> _EXTRACTED RECORDS_:
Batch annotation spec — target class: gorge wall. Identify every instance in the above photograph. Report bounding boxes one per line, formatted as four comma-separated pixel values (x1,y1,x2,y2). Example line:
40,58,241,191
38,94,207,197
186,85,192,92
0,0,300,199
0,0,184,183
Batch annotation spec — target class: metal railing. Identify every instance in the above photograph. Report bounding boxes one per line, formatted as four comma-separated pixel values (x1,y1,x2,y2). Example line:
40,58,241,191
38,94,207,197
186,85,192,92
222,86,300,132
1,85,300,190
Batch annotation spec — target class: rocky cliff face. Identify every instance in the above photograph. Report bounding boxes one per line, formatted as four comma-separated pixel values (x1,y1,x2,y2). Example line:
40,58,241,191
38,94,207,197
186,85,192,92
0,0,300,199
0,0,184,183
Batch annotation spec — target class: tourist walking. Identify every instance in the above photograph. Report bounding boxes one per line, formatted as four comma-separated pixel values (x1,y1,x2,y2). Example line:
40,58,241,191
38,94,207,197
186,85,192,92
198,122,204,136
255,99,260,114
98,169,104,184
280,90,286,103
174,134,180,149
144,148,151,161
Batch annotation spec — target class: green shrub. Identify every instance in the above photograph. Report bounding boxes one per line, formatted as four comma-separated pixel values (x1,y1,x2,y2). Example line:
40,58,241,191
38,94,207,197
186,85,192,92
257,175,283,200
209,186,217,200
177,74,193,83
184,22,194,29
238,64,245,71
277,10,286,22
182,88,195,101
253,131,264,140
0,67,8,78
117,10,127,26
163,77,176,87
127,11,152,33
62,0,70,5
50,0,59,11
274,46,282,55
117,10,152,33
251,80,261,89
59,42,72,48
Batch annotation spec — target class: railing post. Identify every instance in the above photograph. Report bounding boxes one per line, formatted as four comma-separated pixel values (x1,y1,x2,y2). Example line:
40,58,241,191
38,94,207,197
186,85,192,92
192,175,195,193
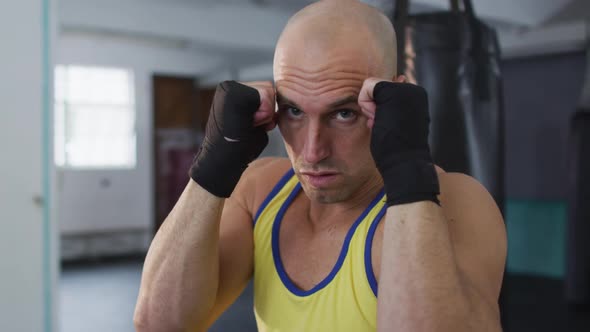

> _YOUR INSTRUCTIONS_: Write out the whole listing above exactly, minus images.

> _TASK ANSWER_:
Batch annotation spec — target class: gorge wall. Identify every instance in the above photograph. Report bounding boxes one per line, formatted as four comma-separated pixel values (x1,y1,x2,y2). Example line:
40,58,241,191
38,94,207,197
186,85,192,92
0,0,300,199
0,0,184,183
Batch annotation spec — target class: metal railing. Identify every instance in the above photograph. Report bounding boxes one per line, formatted as four comma-separated pixel values (x1,y1,x2,y2). Example line:
40,58,241,191
38,94,207,197
186,85,192,92
222,86,300,132
1,85,300,190
Batch annotation spec — target class: rocky cliff face. Identify every instance in the above photograph. Report bounding boxes one per line, formatted as four comma-separated pixel values (x1,y1,x2,y2). Example line:
40,58,241,191
38,94,207,197
186,85,192,92
0,0,300,199
0,0,184,183
Batch annotation spec — target class: tourist walking. Identify every instance in the above photograph. Report bounding boxes one per line, formatted as four comma-separated pixel values (x1,y1,x2,y2). Example line:
40,58,241,191
38,94,207,197
186,85,192,92
198,122,204,136
255,99,260,114
98,169,104,184
280,90,286,103
174,134,180,149
144,148,151,161
Batch annotation spec — target class: green shrub. Identify every instance in the above photograph. Report bounding boxes one per line, formatted as four comma-separated pixel values (x1,y1,x2,y2). Example line:
40,58,241,191
38,94,207,197
186,85,192,92
257,175,283,200
209,186,217,200
177,74,193,83
184,22,194,29
238,64,245,71
277,10,286,22
182,88,195,101
253,131,264,140
0,67,8,78
117,10,127,26
163,77,176,87
127,11,152,33
62,0,70,5
50,0,59,11
274,46,282,55
117,10,152,33
251,80,261,89
59,42,72,48
Batch annotation spec — target class: railing post. Identify every instance in the above photograph. Report bounding boxes one per line, formatted as four comma-separated pixel values (x1,y1,x2,y2). Example line:
40,58,241,191
38,94,207,197
186,85,192,92
192,175,195,193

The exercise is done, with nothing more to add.